::: DATASET ROWS

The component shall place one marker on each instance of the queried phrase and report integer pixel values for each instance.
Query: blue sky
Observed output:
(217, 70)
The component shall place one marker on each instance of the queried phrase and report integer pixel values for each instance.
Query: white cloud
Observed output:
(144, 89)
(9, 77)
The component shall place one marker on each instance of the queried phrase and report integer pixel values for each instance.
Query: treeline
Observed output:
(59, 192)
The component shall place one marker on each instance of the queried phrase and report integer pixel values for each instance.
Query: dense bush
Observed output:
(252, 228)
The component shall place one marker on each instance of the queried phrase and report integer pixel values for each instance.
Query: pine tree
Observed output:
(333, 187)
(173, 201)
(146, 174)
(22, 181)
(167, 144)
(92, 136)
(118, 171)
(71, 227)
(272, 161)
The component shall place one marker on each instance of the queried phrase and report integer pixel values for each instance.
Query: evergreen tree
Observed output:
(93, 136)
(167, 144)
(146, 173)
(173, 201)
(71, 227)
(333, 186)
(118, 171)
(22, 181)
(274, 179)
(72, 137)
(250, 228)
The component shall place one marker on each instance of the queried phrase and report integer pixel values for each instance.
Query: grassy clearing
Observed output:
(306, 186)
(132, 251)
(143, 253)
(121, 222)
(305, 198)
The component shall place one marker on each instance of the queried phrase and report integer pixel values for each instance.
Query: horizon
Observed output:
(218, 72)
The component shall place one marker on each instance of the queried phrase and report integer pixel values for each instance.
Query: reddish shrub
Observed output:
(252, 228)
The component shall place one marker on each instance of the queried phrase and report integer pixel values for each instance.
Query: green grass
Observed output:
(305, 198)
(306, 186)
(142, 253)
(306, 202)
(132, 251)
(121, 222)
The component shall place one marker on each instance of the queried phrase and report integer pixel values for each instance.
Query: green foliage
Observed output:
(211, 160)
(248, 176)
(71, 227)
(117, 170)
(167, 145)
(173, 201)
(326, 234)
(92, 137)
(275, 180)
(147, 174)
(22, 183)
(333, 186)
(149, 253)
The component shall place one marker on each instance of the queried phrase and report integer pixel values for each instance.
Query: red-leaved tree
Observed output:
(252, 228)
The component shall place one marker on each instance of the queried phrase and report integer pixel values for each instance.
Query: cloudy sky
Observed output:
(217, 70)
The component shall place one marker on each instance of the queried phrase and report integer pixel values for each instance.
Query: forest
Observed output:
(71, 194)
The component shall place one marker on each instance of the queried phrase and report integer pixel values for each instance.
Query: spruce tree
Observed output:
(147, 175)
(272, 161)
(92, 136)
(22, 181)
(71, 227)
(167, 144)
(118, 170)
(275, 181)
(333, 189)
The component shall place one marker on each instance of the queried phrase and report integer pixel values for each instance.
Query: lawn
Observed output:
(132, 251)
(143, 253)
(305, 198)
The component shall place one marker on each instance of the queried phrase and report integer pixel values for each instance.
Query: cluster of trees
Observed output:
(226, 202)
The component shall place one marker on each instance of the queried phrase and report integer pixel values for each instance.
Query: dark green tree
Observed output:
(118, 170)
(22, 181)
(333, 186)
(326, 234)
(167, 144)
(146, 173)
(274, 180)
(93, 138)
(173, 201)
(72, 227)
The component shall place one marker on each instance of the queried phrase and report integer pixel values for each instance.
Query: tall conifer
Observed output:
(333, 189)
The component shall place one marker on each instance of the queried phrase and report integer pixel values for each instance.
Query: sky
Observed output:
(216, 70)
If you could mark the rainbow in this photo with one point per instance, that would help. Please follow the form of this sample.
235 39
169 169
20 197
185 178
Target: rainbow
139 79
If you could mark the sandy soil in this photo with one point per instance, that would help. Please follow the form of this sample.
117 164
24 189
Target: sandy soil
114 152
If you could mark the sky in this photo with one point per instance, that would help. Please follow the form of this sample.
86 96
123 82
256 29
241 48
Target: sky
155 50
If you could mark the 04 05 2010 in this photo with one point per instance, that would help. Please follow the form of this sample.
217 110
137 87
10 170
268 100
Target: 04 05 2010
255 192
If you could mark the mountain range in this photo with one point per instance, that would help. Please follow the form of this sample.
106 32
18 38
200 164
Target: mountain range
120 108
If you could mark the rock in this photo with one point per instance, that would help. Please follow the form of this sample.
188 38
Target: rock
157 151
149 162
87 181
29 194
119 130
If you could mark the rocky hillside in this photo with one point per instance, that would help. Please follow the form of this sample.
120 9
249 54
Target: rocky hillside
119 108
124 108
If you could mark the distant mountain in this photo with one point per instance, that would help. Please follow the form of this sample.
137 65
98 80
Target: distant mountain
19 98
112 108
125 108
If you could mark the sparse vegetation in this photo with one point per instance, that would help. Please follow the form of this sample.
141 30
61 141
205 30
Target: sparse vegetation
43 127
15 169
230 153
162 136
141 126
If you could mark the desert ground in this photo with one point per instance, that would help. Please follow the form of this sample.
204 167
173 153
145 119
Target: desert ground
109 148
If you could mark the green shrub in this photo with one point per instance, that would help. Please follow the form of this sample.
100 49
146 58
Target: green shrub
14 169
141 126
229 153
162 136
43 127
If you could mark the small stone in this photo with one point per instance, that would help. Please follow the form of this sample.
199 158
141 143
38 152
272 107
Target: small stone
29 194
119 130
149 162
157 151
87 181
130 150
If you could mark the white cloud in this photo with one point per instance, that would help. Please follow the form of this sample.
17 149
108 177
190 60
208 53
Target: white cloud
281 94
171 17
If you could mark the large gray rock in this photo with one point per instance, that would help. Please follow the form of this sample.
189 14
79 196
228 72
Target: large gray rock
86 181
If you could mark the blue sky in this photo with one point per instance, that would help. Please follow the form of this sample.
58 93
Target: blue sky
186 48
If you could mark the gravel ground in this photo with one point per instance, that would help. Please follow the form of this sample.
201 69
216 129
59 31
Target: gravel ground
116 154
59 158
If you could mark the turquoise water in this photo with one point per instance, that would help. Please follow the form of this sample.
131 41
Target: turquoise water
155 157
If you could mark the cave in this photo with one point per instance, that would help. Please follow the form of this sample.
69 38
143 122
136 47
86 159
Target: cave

::::::

Repeat the preceding lines exactly, please, every one of them.

• _TASK SOLUTION_:
The component shall place one marker on each instance of the queried phrase and report integer pixel values for each instance.
Query: blue sky
Observed output:
(217, 70)
The component shall place one marker on each instance of the queried phrase and report integer pixel values for each instance.
Query: white cloud
Observed output:
(144, 89)
(9, 77)
The component shall place one marker on each instance of the queried phrase and report integer pixel values for each instance.
Query: treeline
Observed output:
(59, 192)
The component shall place one marker on each instance of the queried phrase and report integer pixel values for each instance.
Query: dense bush
Observed output:
(252, 228)
The component shall place one marker on each instance of the queried phrase and report integer pixel values for each instance.
Query: pine tree
Observed output:
(333, 187)
(173, 201)
(146, 174)
(22, 181)
(167, 144)
(92, 136)
(118, 171)
(71, 227)
(272, 161)
The component shall place one marker on each instance of the queried phrase and report integer pixel values for each instance.
Query: evergreen tree
Observed output:
(93, 136)
(167, 144)
(146, 173)
(173, 201)
(71, 227)
(333, 186)
(118, 171)
(22, 181)
(274, 179)
(72, 137)
(250, 228)
The component shall place one marker on each instance of the queried phrase and report integer pixel values for each instance.
Query: grassy clearing
Observed output:
(306, 186)
(132, 251)
(143, 253)
(121, 222)
(305, 198)
The component shall place one marker on each instance of the queried phrase and report integer pixel values for each instance.
Query: horizon
Observed output:
(218, 72)
The component shall place one marker on each instance of the queried phrase and report integer pixel values for each instance.
Query: reddish shrub
Observed output:
(252, 228)
The component shall place one marker on each instance of the queried phrase and report integer pixel values for each instance.
Query: green grass
Observed output:
(305, 198)
(306, 186)
(142, 253)
(306, 202)
(132, 251)
(121, 222)
The component shall place one marker on each instance of the queried phrase and report integer pixel values for each instance.
Query: green foliage
Observed output:
(211, 160)
(248, 176)
(71, 227)
(117, 170)
(167, 145)
(173, 201)
(326, 234)
(92, 137)
(275, 180)
(147, 174)
(22, 183)
(333, 186)
(149, 253)
The component shall place one marker on each instance of the queried phrase and report integer pixel values for each instance.
Query: red-leaved tree
Observed output:
(252, 228)
The component shall place one marker on each instance of the queried phrase and report integer pixel values for each instance.
Query: cloudy sky
Observed output:
(217, 70)
The component shall place one marker on each instance of the queried phrase and report integer pixel values for each instance.
Query: forest
Observed output:
(71, 194)
The component shall place one marker on each instance of the queried phrase and report integer pixel values for each instance.
Query: spruce tree
Observed output:
(147, 175)
(272, 161)
(92, 136)
(22, 181)
(71, 227)
(167, 144)
(118, 170)
(275, 181)
(333, 189)
The component shall place one marker on each instance of the queried phrase and report integer pixel values for each instance.
Query: lawn
Observed output:
(132, 251)
(143, 253)
(305, 198)
The component shall place one marker on each instance of the queried phrase and report integer pixel values for each instance.
Query: cluster of trees
Observed output:
(226, 202)
The component shall place one marker on each instance of the queried phrase and report integer pixel values for each instance.
Query: dark green tree
Observed output:
(118, 170)
(22, 181)
(333, 186)
(326, 234)
(167, 144)
(146, 173)
(274, 180)
(93, 138)
(173, 201)
(72, 227)
The component shall place one marker on each instance of the queried phrase and report integer pixel values for each instance.
Query: tall conifer
Observed output:
(333, 189)
The component shall place one marker on each instance of the queried phrase and report integer pixel values for each instance.
Query: sky
Observed output:
(216, 70)
If you could mark the rainbow in this photo with one point per instance, that would help. Please follow the form of this sample.
235 39
169 169
20 197
185 178
Target: rainbow
139 79
If you could mark the sandy soil in this photo with one point per instance, that would help. Please follow the form of this sample.
117 164
24 189
Target: sandy soil
114 152
If you could mark the sky in this photo with one point per instance, that would help. Please follow the form of this sample.
86 96
123 82
256 29
241 48
Target: sky
155 50
If you could mark the 04 05 2010 in this photo with one point per instance, that would help. Please follow the form of this sample.
217 110
137 87
10 170
268 100
Target: 04 05 2010
255 192
If you could mark the mountain range in this photo with one point per instance, that would help. Please follow the form of this sample.
106 32
18 38
200 164
Target: mountain range
120 108
If you could mark the rock in this photo with one point per instance, that would help. Please follow the form of this sample.
188 38
Target: rock
157 151
149 162
87 181
29 194
119 130
If you could mark the rocky hillside in this photo with one point per instance, that would help. Please follow the form of this sample.
120 9
249 54
Target: rocky hillside
119 108
124 108
If you could mark the distant mountain in this photo with one point per instance, that would help. Please follow the form of this sample.
137 65
98 80
Target: distant mountain
19 98
112 108
125 108
If you could mark the sparse vegetation in this photo with one point per instance, that would help. Please follow the form of this sample.
141 30
61 141
205 30
Target: sparse vegetation
43 127
15 169
230 153
162 136
141 126
If you could mark the desert ground in this photo with one point per instance, that would help. Please follow the form of this sample.
204 167
173 153
145 119
Target: desert ground
109 148
If you could mark the green shrub in this photo with one point per instance, that would help. Please follow the form of this sample.
100 49
146 58
Target: green shrub
14 169
141 126
229 153
162 136
43 127
If you could mark the small stone in this photo with one point per instance, that would help. Please follow the form of this sample.
199 158
141 143
38 152
272 107
Target: small stone
29 194
119 130
149 162
157 151
87 181
130 150
If you could mark the white cloud in this photo with one point per instance, that would help. Please follow the form of this sample.
17 149
108 177
190 60
208 53
Target: white cloud
281 94
171 17
If you could mark the large gray rock in this photo with one point per instance, that would help. Please follow the form of this sample.
189 14
79 196
228 72
Target: large gray rock
86 181
If you could mark the blue sky in this photo with one point per instance, that would help. Please follow the form of this sample.
58 93
Target: blue sky
186 48
If you could mark the gravel ground in this photo with one point per instance, that would help. Please follow the form of this sample.
201 69
216 129
59 31
Target: gravel ground
116 154
59 158
If you could mark the turquoise water in this photo with one point per instance, that would help. Please follow the form of this sample.
131 41
Target: turquoise water
155 157
If you could mark the cave in this photo with one point per instance, that would help. Please follow the form of this sample.
69 38
143 122
136 47
86 159
Target: cave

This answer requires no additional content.